§ **REQUIRED WORK**: Recast the lines of the listing below as a JSON list of strings, one string per line, starting at the line containing "Locate the engine" and ending at the line containing "pixel 580 573". Include both of those lines and leave out any blank lines.

§ **PROVIDED DATA**:
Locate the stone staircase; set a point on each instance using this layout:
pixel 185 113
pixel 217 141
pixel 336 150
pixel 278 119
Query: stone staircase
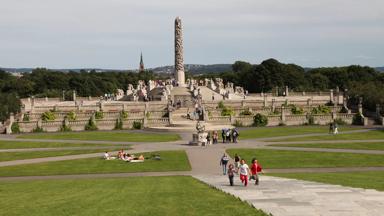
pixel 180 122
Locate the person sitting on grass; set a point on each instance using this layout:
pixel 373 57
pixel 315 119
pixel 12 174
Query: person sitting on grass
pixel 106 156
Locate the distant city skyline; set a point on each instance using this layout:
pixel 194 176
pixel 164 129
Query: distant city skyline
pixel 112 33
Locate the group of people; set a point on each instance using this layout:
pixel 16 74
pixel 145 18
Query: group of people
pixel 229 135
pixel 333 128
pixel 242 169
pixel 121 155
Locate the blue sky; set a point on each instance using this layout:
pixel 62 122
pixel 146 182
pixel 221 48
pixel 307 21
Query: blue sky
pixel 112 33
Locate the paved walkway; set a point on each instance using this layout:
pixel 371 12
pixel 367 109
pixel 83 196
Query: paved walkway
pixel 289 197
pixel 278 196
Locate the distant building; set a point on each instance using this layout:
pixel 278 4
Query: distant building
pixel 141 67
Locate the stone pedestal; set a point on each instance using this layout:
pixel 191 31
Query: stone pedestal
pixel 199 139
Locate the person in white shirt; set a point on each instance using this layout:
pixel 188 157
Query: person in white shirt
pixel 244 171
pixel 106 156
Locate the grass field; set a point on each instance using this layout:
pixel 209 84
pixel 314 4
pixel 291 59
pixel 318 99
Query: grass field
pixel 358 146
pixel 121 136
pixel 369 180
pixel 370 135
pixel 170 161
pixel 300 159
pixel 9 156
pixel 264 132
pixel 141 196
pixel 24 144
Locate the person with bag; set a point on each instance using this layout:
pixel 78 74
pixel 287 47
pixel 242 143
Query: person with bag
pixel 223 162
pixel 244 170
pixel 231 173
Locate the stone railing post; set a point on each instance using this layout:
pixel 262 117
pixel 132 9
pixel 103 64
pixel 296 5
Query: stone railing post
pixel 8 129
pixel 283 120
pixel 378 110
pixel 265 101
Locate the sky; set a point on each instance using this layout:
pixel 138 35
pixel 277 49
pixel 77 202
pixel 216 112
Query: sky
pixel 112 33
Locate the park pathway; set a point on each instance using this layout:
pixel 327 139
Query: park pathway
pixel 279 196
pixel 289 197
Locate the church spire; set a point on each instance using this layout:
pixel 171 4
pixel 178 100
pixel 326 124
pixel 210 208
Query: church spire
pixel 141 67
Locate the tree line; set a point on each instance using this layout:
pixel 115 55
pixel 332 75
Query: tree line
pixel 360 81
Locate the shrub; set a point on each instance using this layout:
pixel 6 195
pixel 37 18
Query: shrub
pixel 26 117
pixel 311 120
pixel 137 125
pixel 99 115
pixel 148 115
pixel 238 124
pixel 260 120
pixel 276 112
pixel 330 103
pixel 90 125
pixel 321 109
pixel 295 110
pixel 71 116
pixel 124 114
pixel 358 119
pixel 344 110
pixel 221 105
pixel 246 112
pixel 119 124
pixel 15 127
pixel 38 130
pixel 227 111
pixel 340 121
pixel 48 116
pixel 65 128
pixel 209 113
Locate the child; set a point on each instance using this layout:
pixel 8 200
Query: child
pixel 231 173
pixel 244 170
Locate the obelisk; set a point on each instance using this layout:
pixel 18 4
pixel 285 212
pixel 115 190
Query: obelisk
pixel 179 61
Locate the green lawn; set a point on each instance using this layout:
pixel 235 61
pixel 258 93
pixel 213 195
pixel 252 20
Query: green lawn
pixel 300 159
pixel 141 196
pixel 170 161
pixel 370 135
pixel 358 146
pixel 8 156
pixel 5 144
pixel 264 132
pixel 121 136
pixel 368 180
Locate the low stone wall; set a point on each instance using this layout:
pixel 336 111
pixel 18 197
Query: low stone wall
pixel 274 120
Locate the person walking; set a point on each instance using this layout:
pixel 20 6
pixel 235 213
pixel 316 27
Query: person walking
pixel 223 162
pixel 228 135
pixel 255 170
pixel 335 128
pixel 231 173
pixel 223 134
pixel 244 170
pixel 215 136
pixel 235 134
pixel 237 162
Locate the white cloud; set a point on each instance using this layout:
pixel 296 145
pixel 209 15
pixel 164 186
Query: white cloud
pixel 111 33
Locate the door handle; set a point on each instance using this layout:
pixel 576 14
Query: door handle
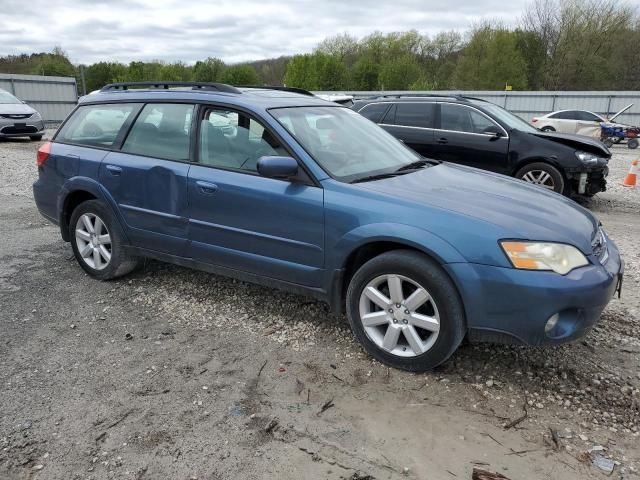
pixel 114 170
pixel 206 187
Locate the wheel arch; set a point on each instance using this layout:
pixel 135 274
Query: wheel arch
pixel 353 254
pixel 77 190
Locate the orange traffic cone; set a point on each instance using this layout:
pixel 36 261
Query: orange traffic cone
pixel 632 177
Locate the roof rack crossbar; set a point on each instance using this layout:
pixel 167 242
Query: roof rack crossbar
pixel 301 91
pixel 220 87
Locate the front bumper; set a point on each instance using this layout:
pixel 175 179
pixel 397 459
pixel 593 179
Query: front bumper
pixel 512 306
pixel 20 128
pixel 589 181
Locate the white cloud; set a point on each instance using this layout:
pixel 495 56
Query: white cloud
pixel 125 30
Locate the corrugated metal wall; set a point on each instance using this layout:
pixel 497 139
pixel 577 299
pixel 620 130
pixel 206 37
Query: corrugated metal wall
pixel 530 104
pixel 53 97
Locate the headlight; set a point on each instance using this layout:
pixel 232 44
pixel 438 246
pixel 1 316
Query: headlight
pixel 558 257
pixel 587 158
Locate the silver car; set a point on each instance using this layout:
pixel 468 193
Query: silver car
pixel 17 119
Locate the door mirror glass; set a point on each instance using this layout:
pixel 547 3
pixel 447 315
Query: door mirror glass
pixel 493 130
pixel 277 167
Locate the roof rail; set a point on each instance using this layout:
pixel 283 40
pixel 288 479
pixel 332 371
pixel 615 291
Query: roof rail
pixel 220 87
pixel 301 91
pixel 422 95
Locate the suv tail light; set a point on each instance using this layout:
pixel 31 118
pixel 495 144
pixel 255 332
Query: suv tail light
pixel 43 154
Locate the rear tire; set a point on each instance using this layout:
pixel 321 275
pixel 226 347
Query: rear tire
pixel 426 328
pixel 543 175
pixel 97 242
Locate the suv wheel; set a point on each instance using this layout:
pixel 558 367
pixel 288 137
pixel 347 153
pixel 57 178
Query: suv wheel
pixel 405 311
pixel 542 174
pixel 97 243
---
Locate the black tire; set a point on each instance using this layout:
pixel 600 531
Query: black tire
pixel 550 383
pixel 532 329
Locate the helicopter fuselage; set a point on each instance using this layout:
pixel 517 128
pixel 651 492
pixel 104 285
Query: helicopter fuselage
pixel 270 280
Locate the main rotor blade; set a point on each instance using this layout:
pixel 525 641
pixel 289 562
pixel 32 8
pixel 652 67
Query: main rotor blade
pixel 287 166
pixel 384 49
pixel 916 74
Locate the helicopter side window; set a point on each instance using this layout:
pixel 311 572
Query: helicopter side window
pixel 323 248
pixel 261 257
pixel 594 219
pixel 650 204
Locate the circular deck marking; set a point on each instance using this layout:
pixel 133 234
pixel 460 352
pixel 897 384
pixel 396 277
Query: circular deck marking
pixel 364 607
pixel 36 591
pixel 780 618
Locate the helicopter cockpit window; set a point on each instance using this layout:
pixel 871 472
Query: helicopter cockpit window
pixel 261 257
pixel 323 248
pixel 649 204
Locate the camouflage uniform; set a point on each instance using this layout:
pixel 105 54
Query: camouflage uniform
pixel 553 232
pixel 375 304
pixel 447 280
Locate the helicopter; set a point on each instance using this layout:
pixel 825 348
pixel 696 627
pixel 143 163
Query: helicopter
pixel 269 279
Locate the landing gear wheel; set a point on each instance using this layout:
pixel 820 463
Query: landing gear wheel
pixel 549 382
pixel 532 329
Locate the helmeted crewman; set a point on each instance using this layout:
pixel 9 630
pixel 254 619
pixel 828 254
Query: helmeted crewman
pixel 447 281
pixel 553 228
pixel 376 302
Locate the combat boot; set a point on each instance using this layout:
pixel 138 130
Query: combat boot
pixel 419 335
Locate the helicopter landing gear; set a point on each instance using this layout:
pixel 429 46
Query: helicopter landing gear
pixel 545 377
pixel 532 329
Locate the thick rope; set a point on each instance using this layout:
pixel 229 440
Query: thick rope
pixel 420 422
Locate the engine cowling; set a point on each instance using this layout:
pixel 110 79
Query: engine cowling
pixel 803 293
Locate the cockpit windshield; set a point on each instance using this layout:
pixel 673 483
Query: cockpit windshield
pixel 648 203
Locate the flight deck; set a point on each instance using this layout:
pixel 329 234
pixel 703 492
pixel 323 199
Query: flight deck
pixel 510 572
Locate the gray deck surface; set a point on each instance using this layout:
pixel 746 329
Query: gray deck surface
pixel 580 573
* * *
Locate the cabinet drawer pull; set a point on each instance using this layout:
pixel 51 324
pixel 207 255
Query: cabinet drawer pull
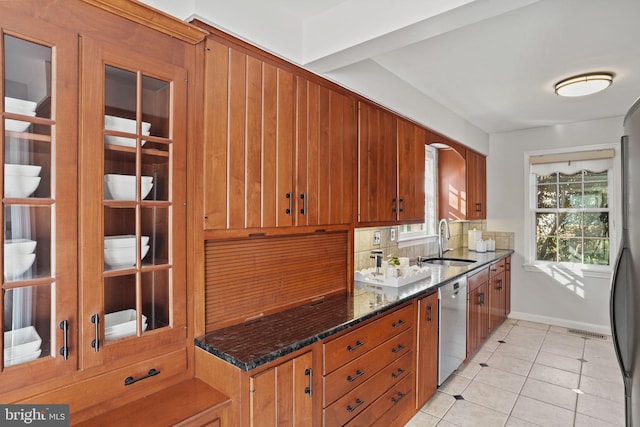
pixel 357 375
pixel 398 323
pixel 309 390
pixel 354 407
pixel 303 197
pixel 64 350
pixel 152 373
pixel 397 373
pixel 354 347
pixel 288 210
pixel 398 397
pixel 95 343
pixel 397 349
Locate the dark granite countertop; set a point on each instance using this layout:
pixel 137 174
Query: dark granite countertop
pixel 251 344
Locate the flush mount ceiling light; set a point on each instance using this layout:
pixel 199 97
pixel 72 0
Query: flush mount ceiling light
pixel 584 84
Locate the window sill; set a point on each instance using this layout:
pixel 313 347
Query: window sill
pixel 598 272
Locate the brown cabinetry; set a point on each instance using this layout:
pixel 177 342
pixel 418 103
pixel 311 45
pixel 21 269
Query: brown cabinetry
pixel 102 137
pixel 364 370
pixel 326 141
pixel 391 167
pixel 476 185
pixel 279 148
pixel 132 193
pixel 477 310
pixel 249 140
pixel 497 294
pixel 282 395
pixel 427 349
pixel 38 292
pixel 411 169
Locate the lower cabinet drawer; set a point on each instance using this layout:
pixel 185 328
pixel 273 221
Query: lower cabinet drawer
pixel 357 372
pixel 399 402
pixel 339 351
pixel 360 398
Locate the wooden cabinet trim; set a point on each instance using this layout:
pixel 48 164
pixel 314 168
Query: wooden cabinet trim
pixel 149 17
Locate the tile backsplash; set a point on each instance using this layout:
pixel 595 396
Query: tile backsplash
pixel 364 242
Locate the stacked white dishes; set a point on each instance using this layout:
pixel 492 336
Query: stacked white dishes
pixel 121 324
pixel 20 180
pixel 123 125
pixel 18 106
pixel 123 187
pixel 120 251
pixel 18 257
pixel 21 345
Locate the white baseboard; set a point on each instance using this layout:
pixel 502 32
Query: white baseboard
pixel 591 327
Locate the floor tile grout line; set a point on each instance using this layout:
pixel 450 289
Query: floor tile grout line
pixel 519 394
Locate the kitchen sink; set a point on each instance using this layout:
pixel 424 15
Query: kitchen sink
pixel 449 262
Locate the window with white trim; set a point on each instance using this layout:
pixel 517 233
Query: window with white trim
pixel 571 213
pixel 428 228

§ **RESPONSE TO THE EXERCISE**:
[
  "Locate the engine cowling; set a point on each instance using this layout:",
  "pixel 110 79",
  "Query: engine cowling",
  "pixel 803 293",
  "Locate the cockpit windshield; set a point on each instance using this layout:",
  "pixel 673 483",
  "Query: cockpit windshield",
  "pixel 648 203",
  "Locate the flight deck; set a point on each instance using this layout:",
  "pixel 329 234",
  "pixel 703 492",
  "pixel 323 199",
  "Query: flight deck",
  "pixel 510 572",
  "Locate the gray deck surface; set a point on each instance using this layout:",
  "pixel 746 329",
  "Query: gray deck surface",
  "pixel 580 573"
]